Set task » Locate the line that contains "Target: black sleeve". Copy it and every following line through the end of the records, exactly, and include nothing else.

Entries supplied »
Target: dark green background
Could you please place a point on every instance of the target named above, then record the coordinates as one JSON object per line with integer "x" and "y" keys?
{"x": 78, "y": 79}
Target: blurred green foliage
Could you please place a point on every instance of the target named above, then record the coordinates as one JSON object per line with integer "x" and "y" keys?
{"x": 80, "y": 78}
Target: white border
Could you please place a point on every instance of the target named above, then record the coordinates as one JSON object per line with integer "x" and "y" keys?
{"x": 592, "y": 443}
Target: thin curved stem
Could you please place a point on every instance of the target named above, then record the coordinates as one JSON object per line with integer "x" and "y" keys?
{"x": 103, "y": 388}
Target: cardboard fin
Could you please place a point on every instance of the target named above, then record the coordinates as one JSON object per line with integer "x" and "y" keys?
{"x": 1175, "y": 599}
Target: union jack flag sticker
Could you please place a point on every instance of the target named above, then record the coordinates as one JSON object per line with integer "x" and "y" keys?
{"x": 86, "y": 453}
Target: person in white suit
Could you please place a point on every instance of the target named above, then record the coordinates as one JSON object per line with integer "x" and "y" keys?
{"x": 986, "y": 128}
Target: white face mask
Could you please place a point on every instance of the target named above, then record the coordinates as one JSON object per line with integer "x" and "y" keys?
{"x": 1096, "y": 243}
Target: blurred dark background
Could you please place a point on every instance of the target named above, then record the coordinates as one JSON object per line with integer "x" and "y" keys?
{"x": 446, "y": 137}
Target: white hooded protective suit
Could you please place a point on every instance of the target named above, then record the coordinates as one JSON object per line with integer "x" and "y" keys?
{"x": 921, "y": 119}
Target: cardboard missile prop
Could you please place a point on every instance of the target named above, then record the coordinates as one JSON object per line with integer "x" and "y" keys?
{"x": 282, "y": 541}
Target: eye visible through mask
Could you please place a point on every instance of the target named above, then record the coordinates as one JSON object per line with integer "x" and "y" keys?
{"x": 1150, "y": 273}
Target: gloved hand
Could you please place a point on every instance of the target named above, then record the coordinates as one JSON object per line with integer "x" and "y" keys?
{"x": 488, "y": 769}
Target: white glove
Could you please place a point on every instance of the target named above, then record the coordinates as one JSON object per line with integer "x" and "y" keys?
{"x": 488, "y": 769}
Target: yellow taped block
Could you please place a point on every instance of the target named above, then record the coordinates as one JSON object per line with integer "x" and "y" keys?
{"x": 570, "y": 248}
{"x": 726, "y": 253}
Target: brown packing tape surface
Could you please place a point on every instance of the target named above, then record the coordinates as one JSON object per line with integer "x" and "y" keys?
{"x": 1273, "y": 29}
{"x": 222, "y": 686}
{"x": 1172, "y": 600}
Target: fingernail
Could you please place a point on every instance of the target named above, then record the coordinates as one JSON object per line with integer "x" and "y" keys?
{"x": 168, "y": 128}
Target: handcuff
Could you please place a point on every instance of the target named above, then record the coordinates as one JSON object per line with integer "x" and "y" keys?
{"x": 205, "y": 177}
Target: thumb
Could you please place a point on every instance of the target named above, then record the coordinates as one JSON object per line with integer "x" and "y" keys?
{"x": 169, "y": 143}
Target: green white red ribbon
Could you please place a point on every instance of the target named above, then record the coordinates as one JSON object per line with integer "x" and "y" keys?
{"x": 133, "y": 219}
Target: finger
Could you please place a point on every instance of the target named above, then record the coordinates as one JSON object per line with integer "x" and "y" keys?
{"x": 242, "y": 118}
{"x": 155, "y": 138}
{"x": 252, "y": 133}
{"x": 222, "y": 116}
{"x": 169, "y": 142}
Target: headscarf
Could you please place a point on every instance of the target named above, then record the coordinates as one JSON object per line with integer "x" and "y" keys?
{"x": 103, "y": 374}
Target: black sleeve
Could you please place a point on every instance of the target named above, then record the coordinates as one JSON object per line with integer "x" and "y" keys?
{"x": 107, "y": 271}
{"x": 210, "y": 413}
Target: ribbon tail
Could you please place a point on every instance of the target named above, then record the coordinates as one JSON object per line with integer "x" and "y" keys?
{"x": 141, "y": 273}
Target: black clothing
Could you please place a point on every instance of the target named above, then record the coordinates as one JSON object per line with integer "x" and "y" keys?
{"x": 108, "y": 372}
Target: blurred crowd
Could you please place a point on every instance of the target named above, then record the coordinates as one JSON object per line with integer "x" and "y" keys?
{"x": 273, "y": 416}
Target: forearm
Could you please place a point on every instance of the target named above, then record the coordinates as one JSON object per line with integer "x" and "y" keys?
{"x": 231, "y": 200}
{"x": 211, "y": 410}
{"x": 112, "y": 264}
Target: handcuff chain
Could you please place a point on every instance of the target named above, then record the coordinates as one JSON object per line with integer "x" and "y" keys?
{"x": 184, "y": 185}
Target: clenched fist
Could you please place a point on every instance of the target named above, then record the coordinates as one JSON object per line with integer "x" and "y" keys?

Response to this task »
Target: black sleeve
Could you please place a point on every instance of the target named above, then record the coordinates as one JSON object per line with integer "x" and "y" keys?
{"x": 107, "y": 271}
{"x": 210, "y": 413}
Target: ribbon tail
Could you please place a point on every instance of the target named above, then record the coordinates as one JSON object per line with integer "x" and "y" keys?
{"x": 141, "y": 273}
Target: black clothing
Could you please place a point on every instance of the target named above, then record the coordinates as one JSON object per line with integer "x" and "y" keys?
{"x": 108, "y": 372}
Target: blurred crowd
Could you please place a point on every instance of the target named above, then record the coordinates as one JSON object per line with integer "x" and "y" keys?
{"x": 273, "y": 416}
Target: forearm
Could you please place a point on every instance of the target named above, then record the coordinates as one JSON object per line with integer "x" and "y" keys?
{"x": 231, "y": 200}
{"x": 211, "y": 410}
{"x": 112, "y": 264}
Target: handcuff chain
Could you please place a point on every instance of the target named above, then record the coordinates as one JSON object per line with integer "x" and "y" keys?
{"x": 184, "y": 185}
Target: clenched fist
Could you please place a point on every instance of the target named above, then record the coordinates as one JSON object per line with integer "x" and "y" keys?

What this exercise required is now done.